■ **Aim of the task**
Can you reproduce the data beneath, keeping every line exact?

■ **Data section**
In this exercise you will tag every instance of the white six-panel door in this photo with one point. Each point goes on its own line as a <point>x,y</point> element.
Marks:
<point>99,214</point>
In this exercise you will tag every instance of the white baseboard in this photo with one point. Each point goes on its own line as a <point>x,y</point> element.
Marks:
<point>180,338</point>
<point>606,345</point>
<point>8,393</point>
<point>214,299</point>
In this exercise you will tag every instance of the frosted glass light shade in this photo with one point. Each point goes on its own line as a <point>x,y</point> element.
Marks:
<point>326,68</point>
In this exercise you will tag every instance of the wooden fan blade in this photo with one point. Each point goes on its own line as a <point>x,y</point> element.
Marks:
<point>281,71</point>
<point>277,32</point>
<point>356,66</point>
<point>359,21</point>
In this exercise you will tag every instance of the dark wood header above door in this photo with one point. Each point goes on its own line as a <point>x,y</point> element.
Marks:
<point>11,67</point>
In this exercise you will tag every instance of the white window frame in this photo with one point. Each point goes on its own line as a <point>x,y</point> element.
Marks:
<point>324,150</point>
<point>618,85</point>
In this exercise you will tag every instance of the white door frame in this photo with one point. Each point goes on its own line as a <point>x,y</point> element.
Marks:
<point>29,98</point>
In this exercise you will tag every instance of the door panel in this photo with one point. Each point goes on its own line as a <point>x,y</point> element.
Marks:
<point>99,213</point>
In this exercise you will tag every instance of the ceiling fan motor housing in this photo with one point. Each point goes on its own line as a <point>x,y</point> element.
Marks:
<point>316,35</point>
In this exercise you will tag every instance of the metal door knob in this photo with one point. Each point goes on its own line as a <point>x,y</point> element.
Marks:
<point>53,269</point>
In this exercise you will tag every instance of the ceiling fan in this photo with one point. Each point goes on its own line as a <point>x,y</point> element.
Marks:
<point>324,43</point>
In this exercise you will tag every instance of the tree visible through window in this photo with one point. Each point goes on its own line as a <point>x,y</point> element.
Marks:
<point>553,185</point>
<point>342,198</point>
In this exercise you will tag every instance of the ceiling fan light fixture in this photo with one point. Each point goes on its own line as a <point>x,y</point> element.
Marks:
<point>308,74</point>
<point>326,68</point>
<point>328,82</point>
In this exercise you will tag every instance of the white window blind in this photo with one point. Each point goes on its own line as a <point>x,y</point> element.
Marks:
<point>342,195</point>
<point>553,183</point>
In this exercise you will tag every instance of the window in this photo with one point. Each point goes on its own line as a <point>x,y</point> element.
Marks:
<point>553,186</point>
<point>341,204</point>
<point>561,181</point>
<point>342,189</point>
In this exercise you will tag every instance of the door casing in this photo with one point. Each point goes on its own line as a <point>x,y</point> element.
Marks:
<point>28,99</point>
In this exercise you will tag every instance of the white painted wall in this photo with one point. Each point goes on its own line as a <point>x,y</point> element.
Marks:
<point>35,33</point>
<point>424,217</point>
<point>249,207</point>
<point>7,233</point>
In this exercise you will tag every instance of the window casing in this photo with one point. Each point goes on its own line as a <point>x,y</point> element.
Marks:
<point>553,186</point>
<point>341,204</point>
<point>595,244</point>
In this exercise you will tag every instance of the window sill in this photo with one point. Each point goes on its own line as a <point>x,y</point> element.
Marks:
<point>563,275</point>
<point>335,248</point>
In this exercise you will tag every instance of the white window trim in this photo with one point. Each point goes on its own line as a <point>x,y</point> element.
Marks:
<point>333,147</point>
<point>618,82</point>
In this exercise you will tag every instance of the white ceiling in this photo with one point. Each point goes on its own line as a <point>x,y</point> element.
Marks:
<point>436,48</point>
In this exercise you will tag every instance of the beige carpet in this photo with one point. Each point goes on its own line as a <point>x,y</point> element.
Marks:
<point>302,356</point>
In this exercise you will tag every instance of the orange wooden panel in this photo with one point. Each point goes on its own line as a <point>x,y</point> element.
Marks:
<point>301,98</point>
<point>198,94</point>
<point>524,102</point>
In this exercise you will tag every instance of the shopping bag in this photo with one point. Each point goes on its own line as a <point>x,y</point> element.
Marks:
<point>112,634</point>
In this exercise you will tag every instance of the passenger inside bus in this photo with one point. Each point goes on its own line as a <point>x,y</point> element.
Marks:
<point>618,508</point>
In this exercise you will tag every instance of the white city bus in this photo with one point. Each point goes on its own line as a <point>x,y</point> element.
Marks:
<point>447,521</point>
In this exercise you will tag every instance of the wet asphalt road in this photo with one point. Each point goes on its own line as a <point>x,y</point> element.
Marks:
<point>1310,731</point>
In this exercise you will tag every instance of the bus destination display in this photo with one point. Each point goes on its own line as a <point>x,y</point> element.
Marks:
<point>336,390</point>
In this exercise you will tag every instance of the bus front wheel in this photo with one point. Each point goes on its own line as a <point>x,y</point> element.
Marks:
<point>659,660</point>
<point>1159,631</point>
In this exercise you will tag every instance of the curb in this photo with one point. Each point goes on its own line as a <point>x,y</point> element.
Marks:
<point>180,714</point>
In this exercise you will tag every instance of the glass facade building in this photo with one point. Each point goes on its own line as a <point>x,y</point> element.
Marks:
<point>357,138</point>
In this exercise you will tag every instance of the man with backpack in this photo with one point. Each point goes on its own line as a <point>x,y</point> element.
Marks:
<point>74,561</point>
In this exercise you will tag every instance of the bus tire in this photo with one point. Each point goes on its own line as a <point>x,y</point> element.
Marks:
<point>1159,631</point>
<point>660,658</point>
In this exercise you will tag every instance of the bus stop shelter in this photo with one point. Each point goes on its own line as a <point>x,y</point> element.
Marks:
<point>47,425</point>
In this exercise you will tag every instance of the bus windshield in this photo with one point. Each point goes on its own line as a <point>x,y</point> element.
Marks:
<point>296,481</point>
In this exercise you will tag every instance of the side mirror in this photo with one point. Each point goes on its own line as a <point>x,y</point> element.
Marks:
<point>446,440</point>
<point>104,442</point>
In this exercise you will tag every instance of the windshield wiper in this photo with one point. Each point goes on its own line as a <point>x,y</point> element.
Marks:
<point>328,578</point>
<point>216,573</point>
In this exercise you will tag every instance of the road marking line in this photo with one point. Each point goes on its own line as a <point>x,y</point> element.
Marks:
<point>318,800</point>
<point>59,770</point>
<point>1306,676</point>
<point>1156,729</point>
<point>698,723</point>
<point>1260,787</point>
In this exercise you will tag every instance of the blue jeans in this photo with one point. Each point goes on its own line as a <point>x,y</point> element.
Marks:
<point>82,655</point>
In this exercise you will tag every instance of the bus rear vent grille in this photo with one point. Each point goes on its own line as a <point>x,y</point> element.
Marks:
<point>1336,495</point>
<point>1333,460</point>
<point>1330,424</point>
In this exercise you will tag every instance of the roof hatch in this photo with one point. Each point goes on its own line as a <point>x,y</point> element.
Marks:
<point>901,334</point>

■ **Completed exercise**
In this exercise you will tag every instance of the white six-panel door in this photo with one point. Each point goes on its own line as a <point>x,y</point> element.
Marks:
<point>99,214</point>
In this exercise you will tag every instance of the white baseboard in this photo with one point. Each point goes on its own line as a <point>x,y</point> element.
Marks:
<point>180,338</point>
<point>606,345</point>
<point>8,393</point>
<point>214,299</point>
In this exercise you will tag every instance of the frosted glass light shade in this photo with one point. Each point goes on its own line as a <point>x,y</point> element.
Marks:
<point>326,68</point>
In this exercise you will tag every instance of the wooden fan blade in this photo with one point. Each point goes on its own line as a <point>x,y</point> element.
Marks:
<point>281,71</point>
<point>277,32</point>
<point>356,66</point>
<point>359,21</point>
In this exercise you will tag every instance of the dark wood header above door in this photo with one point. Each point goes on its own line as a <point>x,y</point> element.
Marks:
<point>11,67</point>
In this exercise you will tag every instance of the white window frame in this photo with one point. Each point goes on its own line as a <point>x,y</point> element.
Marks:
<point>324,150</point>
<point>618,85</point>
In this exercise you will tag every instance of the white door frame in this photo with one point. Each point goes on its own line as a <point>x,y</point> element.
Marks:
<point>29,98</point>
In this exercise you will tag every instance of the door panel in this photo with one point. Each point goes on its own line as a <point>x,y</point> element.
Marks:
<point>99,213</point>
In this exercise you will tag every instance of the ceiling fan motor housing in this photo with one point. Each point goes on its own line as a <point>x,y</point> element.
Marks:
<point>316,35</point>
In this exercise you will tag every instance of the metal door knob in this photo with one point. Each point goes on its own line as a <point>x,y</point> element.
Marks:
<point>53,269</point>
In this exercise you will tag every instance of the ceiling fan in this photo with one point. Each point goes on its own line as a <point>x,y</point> element.
Marks:
<point>324,43</point>
In this exercise you will tag every instance of the tree visible through window in this photo with one point. Each point goes on its own line as a <point>x,y</point> element.
Marks:
<point>553,185</point>
<point>342,198</point>
In this exercise you will tag every instance of the ceiling fan light fixture in this photo with one point. Each point goes on its own line as a <point>x,y</point> element.
Marks:
<point>308,74</point>
<point>326,68</point>
<point>328,82</point>
In this exercise you will tag every instance of the white window blind in this photo with one point. Each point goes on its own line as a <point>x,y</point> element.
Marks:
<point>342,195</point>
<point>553,183</point>
In this exercise you will tag every instance of the window in this photo with one point. Each point goes on its own line as a <point>x,y</point> element.
Marks:
<point>553,186</point>
<point>341,204</point>
<point>561,181</point>
<point>342,189</point>
In this exercise you will tag every instance of the door casing in this photo with one point. Each point goes on its own line as a <point>x,y</point> element.
Marks:
<point>28,99</point>
In this exercise you will tag every instance of the white painted wall in this photo with one point. Each point goes on its own line as a <point>x,y</point> element.
Marks:
<point>35,33</point>
<point>424,217</point>
<point>249,207</point>
<point>7,233</point>
In this exercise you will tag every instance of the window casing in this photo with one point. Each point goes on its own line as a <point>x,y</point> element.
Marks:
<point>553,186</point>
<point>341,204</point>
<point>595,244</point>
In this exercise you will tag every instance of the window sill in this photo with one point. Each point goes on its own line as a <point>x,y</point> element.
Marks:
<point>563,275</point>
<point>335,248</point>
In this exercise you will tag every instance of the white window trim in this photo with one point. Each point goes on its own line as a <point>x,y</point> element.
Marks:
<point>333,147</point>
<point>618,82</point>
In this exercise you will tag every instance of the white ceiling in this photo with one point. Each point goes on its own line as a <point>x,y</point> element.
Marks:
<point>436,48</point>
In this exercise you will tag every instance of the beige carpet in this photo with one point. Each point goes on its own line as a <point>x,y</point> element.
Marks:
<point>302,356</point>
In this exercise you will tag every instance of the orange wooden panel in this photo with one point. Each point goes on its own line as a <point>x,y</point> element.
Marks:
<point>301,98</point>
<point>198,94</point>
<point>524,102</point>
In this exercise you will tag every instance of the shopping bag in this photo with one point. Each point goes on its own line as a <point>x,y</point> element.
Marks:
<point>112,634</point>
In this exercise you will tag every instance of the passenger inside bus in this photo with one point. Each point goes on its own line as a <point>x,y</point> element.
Marks:
<point>618,508</point>
In this exercise you will tag every instance of the white city bus in this photo with one point. Each point goes on its own line as a <point>x,y</point> element.
Marks:
<point>447,521</point>
In this exercise you will tag every instance of the wet asphalt road in this photo with one point. Each point goes on its own line as a <point>x,y</point> element.
Marks:
<point>1310,731</point>
In this exercise you will tag every instance of the bus destination display in this photo with one point. Each point goes on its own line as a <point>x,y</point> element.
Marks:
<point>336,390</point>
In this exercise you will tag every instance of the bus front wheel in this photo with one point. Each point goes on its own line as a <point>x,y</point> element.
Marks:
<point>659,660</point>
<point>1159,631</point>
In this exercise you will tag every instance of the curb in this photo with one point. Each point goes on its own line as a <point>x,y</point> element.
Marks:
<point>180,714</point>
In this exercise you will tag every instance of the glass facade building in this photo with one point. Each point goes on its own line as a <point>x,y</point> element.
Marks:
<point>357,138</point>
In this exercise you will tag every instance of the man with backpack in this photo with one point. Each point goes on its own line as a <point>x,y</point> element.
Marks:
<point>74,561</point>
In this exercise you will tag every instance of the bus tire in this photo with one point. Each point goes on its own line as a <point>x,y</point> element.
Marks:
<point>1159,631</point>
<point>660,658</point>
In this exercise you will tag every instance of the bus stop shelter in this photo with one point. Each point goes on its own line as a <point>x,y</point> element.
Marks:
<point>47,425</point>
In this exercise you will tag every instance of the bus windshield in this photo with one point. Each point goes on its own line as a <point>x,y</point> element.
Marks:
<point>296,481</point>
In this exercise you will tag every instance of the side mirror in this photo with one point. Each point goes on its own line as a <point>x,y</point> element.
Marks:
<point>446,440</point>
<point>104,442</point>
In this exercise you will tag every instance of the windshield wiper in this photo with one point. Each point goes on its own line as a <point>x,y</point> element.
Marks:
<point>328,578</point>
<point>216,573</point>
In this exercise you will tag every instance of the road marking line in this photo with one point. Each point goes on its own line as a <point>x,y</point> element.
Marks:
<point>318,800</point>
<point>59,770</point>
<point>1306,676</point>
<point>1156,729</point>
<point>698,723</point>
<point>1260,787</point>
In this exercise you will tag every instance of the blue jeans in this photo with one point. Each point goes on its own line as a <point>x,y</point> element.
Marks:
<point>82,655</point>
In this exercise you will tag every instance of the bus rear vent grille in this photo with one point. Each point goes on its own line as a <point>x,y</point> element.
Marks:
<point>1336,495</point>
<point>1333,460</point>
<point>1330,424</point>
In this exercise you will tag every instance of the roof hatch in this photo with one point. Each point goes on its own line as a <point>x,y</point> element.
Marks:
<point>901,334</point>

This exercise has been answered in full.